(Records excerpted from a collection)
****

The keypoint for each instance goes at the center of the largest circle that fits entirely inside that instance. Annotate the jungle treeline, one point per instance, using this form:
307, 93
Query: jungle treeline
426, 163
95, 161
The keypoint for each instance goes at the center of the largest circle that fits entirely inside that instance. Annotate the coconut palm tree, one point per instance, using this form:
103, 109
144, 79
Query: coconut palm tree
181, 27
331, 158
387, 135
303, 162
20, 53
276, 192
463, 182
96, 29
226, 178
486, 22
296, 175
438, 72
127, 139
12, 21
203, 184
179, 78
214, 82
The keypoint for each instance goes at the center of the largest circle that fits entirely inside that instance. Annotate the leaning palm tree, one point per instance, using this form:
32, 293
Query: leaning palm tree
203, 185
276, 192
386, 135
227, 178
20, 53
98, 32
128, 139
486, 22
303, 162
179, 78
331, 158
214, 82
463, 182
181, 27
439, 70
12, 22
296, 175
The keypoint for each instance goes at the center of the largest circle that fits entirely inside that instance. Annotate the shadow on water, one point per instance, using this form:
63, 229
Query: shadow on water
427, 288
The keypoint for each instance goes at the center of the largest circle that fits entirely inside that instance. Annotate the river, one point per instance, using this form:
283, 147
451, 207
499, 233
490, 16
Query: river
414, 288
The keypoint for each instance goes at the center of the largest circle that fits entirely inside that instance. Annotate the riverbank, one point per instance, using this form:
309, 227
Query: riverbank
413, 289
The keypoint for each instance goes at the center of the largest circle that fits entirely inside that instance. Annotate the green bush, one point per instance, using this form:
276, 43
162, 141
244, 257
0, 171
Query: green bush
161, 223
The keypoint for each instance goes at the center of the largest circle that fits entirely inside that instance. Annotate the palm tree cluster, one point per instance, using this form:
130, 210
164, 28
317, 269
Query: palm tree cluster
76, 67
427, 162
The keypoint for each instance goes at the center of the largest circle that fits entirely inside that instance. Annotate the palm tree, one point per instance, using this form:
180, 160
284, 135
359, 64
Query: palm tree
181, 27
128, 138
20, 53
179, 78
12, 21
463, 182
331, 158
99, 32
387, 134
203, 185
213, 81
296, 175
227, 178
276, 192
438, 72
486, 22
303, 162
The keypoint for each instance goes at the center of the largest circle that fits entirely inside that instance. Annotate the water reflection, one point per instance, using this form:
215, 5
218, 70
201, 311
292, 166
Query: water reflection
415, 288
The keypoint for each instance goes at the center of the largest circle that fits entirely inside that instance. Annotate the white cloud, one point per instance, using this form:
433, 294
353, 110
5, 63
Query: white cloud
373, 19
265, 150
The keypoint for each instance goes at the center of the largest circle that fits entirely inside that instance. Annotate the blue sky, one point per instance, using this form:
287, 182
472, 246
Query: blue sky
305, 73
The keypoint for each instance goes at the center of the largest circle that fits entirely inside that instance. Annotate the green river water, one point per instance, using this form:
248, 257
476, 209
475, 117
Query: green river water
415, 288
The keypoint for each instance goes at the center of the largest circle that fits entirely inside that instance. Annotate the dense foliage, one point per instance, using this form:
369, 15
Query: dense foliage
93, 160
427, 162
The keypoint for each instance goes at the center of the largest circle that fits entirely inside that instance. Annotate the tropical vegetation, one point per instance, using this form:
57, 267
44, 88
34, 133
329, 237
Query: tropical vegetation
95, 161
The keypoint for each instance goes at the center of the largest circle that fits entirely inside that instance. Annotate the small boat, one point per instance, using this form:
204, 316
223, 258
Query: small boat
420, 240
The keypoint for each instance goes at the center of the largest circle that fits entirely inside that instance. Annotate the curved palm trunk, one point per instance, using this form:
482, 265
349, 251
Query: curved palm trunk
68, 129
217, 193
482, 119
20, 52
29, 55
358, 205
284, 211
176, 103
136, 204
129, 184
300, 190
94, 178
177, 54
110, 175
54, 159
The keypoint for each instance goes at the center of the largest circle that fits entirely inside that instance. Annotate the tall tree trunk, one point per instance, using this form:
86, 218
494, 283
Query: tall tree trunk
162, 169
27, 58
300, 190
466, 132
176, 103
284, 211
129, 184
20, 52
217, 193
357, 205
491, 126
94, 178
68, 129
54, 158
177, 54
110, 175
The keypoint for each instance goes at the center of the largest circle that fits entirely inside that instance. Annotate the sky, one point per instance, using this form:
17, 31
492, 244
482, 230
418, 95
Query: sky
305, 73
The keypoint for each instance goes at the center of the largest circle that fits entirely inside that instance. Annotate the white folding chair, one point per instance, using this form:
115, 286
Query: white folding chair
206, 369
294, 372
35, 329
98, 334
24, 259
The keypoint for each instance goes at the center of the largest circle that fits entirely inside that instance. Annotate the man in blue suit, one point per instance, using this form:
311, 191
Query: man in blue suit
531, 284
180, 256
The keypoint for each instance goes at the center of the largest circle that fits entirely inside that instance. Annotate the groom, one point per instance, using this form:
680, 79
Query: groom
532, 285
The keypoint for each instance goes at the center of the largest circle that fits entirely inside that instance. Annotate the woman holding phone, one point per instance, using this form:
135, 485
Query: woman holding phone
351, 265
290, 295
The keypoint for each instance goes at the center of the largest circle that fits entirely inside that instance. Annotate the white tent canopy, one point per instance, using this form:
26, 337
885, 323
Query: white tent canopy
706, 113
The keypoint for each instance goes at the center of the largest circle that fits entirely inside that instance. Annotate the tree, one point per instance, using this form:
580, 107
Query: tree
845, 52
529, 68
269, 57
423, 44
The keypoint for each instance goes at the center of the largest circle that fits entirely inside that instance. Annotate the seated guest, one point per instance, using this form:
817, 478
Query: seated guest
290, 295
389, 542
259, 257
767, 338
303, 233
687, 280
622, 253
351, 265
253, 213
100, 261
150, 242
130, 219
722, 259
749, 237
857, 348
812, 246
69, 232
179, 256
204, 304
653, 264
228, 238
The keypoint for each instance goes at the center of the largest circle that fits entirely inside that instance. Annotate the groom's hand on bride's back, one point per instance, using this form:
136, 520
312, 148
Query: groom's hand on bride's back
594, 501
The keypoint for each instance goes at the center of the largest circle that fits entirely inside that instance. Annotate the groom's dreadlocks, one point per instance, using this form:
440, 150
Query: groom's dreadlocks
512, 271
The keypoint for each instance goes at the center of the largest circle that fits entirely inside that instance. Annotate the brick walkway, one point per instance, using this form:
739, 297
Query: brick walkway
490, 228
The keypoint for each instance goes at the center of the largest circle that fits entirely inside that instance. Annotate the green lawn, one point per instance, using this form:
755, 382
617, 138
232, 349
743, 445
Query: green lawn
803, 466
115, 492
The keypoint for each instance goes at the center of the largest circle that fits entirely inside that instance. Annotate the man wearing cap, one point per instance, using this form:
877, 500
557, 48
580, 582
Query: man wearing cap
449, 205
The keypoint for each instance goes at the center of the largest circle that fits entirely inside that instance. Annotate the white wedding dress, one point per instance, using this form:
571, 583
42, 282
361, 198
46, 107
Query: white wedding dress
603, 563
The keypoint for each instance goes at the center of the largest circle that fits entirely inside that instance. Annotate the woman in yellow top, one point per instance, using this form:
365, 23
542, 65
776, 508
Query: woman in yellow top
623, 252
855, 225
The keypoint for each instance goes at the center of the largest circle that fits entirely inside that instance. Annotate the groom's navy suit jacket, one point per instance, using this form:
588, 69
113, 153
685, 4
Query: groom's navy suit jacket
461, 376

****

*Goal*. Set every line of the listing down word for word.

*Solution*.
The keypoint for each instance goes at the center of the largest circle that fits entirely inside that instance. Annotate the jungle treeline, one point per instance, using this form:
307, 93
Query: jungle treeline
426, 163
95, 161
The keypoint for each instance goes at the center of the largest circle that fits entirely inside that instance. Annotate the coconut palm tree, one point per instance, using this form:
103, 109
144, 79
Query: coconut palm tree
181, 27
331, 158
387, 135
303, 162
20, 53
276, 192
463, 182
96, 29
226, 178
486, 22
296, 175
438, 72
127, 139
12, 21
203, 184
179, 78
214, 82
The keypoint for each instance goes at the center of the largest circle that fits entirely inside that instance. Annotate the leaning palm tree, one point per instance, using this form:
32, 293
Query: leaning palm tree
203, 185
276, 192
386, 135
227, 178
20, 53
98, 32
128, 139
486, 22
303, 162
179, 78
331, 158
214, 82
463, 182
181, 27
439, 70
12, 22
296, 175
The keypoint for each instance goes at the center of the largest circle that fits entirely inside that instance. Annotate the shadow on water, one point per instance, using this form:
63, 229
Query: shadow on water
427, 288
The keypoint for each instance goes at the center of the largest circle that fits entirely inside that instance. Annotate the river, one point per instance, using this form:
283, 147
451, 207
499, 233
490, 16
Query: river
414, 288
The keypoint for each instance goes at the center of the largest circle that fits entirely inside that instance. Annotate the riverbank, one point per instance, using this form:
309, 227
Query: riverbank
413, 289
The keypoint for each instance goes at the center of the largest circle that fits entirely inside that instance. Annotate the green bush, one point per instance, using this form:
276, 43
162, 141
244, 257
0, 171
Query: green bush
161, 223
The keypoint for each instance goes at the center of the largest circle that fits entirely inside that instance. Annotate the palm tree cluster, one point per instance, using this form:
130, 210
164, 28
317, 269
Query: palm tree cluster
76, 67
427, 162
The keypoint for each instance goes at the center of the largest circle that fits entirely inside that instance. Annotate the palm tree, one point per instance, using this form:
180, 160
284, 135
359, 64
Query: palm tree
181, 27
128, 138
20, 53
179, 78
12, 21
463, 182
331, 158
99, 32
387, 134
203, 185
213, 81
296, 175
227, 178
276, 192
438, 72
486, 22
303, 162
The keypoint for each instance goes at the center of the largest circle that fits entirely inside that instance. Annotate the water reflection, one point per instance, using this form:
215, 5
218, 70
201, 311
292, 166
Query: water reflection
415, 288
The keypoint for each instance goes at the center of the largest circle that fits entirely inside that instance. Annotate the white cloud, one point per instance, using this form:
433, 294
353, 110
5, 63
Query: white cloud
373, 19
265, 150
The keypoint for each instance goes at the center of the largest circle that fits entirely inside that instance. Annotate the blue sky, one point per instance, using this form:
287, 182
472, 246
Query: blue sky
305, 73
The keypoint for each instance goes at the center of the largest circle that fits entirely inside that instance. Annotate the green river water, one point per instance, using this form:
248, 257
476, 209
475, 117
Query: green river water
415, 288
The keypoint for each instance goes at the center of the largest circle that fits entirely inside that instance. Annotate the dense foliage, one point per instance, using this form:
369, 15
Query: dense foliage
93, 160
427, 162
The keypoint for each instance goes at the center of the largest circle that fits entirely inside that instance. Annotate the tropical vegetation, one point per instance, using this form:
57, 267
44, 88
34, 133
329, 237
Query: tropical vegetation
95, 161
The keypoint for each instance goes at the center of the largest circle that fits entirely inside that instance. Annotate the small boat, one point per instance, using this form:
204, 316
223, 258
Query: small boat
420, 240
The keypoint for each instance goes at the center of the largest circle that fits entirely inside that instance. Annotate the curved palm trunk, one point per instance, using this form:
482, 265
349, 251
Query: curved palm trunk
68, 129
217, 193
482, 119
20, 52
29, 55
358, 205
284, 211
176, 103
136, 204
129, 184
300, 190
94, 178
177, 54
110, 175
54, 159
The keypoint for each instance goes at the center of the largest circle that fits entirely inside that instance. Annotate the tall tree trunk, one point per instance, using this form:
86, 218
494, 283
Query: tall tree trunk
162, 169
27, 58
300, 190
466, 132
176, 103
284, 211
129, 184
20, 52
217, 193
357, 205
491, 126
94, 178
68, 129
54, 158
177, 54
110, 175
The keypoint for each instance goes at the center of the largest circle that fits entirely inside that instance. Annotate the sky, one point per instance, using this form:
17, 31
492, 244
482, 230
418, 95
Query: sky
305, 73
The keypoint for each instance goes at the center of the largest circle that fits entirely inside that instance. Annotate the white folding chair, one point per instance, using this form:
115, 286
Query: white folding chair
206, 369
294, 372
35, 329
98, 334
24, 259
The keypoint for each instance goes at the center of the largest circle that fits entirely inside that instance. Annotate the man in blue suit, one point per instance, using this form:
311, 191
Query: man in blue suit
531, 284
180, 256
The keypoint for each instance goes at the center of the largest circle that fits entirely inside that instance. Annotate the groom, one point per instance, using this form:
680, 79
Query: groom
532, 285
The keypoint for each instance goes at the center of the largest circle that fits entirely inside that instance. Annotate the woman holding phone, one point per instance, using this form:
135, 485
Query: woman holding phone
351, 265
290, 295
The keypoint for each instance goes at the center of the largest circle that fits entirely inside that instance. Annotate the white tent canopy, one point per instance, using this form:
26, 337
885, 323
Query: white tent canopy
706, 113
The keypoint for each instance goes at the center of the largest circle that fits entirely inside that instance. Annotate the tree, one point per instance, using this form:
580, 107
Query: tree
845, 52
529, 68
269, 57
423, 44
The keypoint for each instance goes at the center of the largest circle that fits entirely inside that instance. Annotate the seated guest, one point per instance, using this form:
817, 478
Query: seated guest
290, 295
389, 542
259, 257
767, 338
303, 233
687, 280
622, 253
351, 265
253, 213
100, 261
150, 242
130, 219
722, 259
749, 237
857, 348
812, 246
69, 232
179, 256
204, 304
653, 264
228, 238
The keypoint for each instance goes at the center of the largest circle that fits entirely inside that instance. Annotate the groom's hand on bride's back, one point per instance, using this form:
136, 520
312, 148
Query: groom's hand on bride's back
594, 501
The keypoint for each instance goes at the center of the largest circle that fits entirely inside that instance. Annotate the groom's dreadlocks, one point per instance, using this form:
440, 150
Query: groom's dreadlocks
512, 271
The keypoint for each instance goes at the center of the largest circle that fits entirely inside that instance. Annotate the brick walkway, one point per instance, using this form:
739, 297
Query: brick walkway
490, 228
The keypoint for each instance goes at the center of the largest circle that fits entirely inside that instance. Annotate the green lawn, one point per instance, using this form:
755, 382
617, 138
232, 349
743, 445
Query: green lawn
803, 466
115, 492
The keypoint for each instance goes at the center of the largest circle that fits entirely inside that instance. Annotate the man wearing cap, one point per instance, using this form:
877, 500
557, 48
580, 582
Query: man wearing cap
449, 205
The keypoint for each instance goes at the center of the largest circle that fits entirely inside that instance. Annotate the white wedding dress, one point per instance, using this form:
571, 583
42, 282
361, 198
46, 107
Query: white wedding dress
603, 563
The keypoint for each instance goes at the center of the largest circle that fits entirely inside that instance. Annotate the woman in yellow top, one point per instance, using this form:
365, 23
542, 65
776, 508
Query: woman in yellow top
623, 252
855, 225
The keypoint for each instance goes at the center of the largest circle that fits entirely inside that instance. Annotate the groom's navy suit jacket, one point per instance, using this form:
588, 69
113, 153
685, 4
Query: groom's navy suit jacket
461, 376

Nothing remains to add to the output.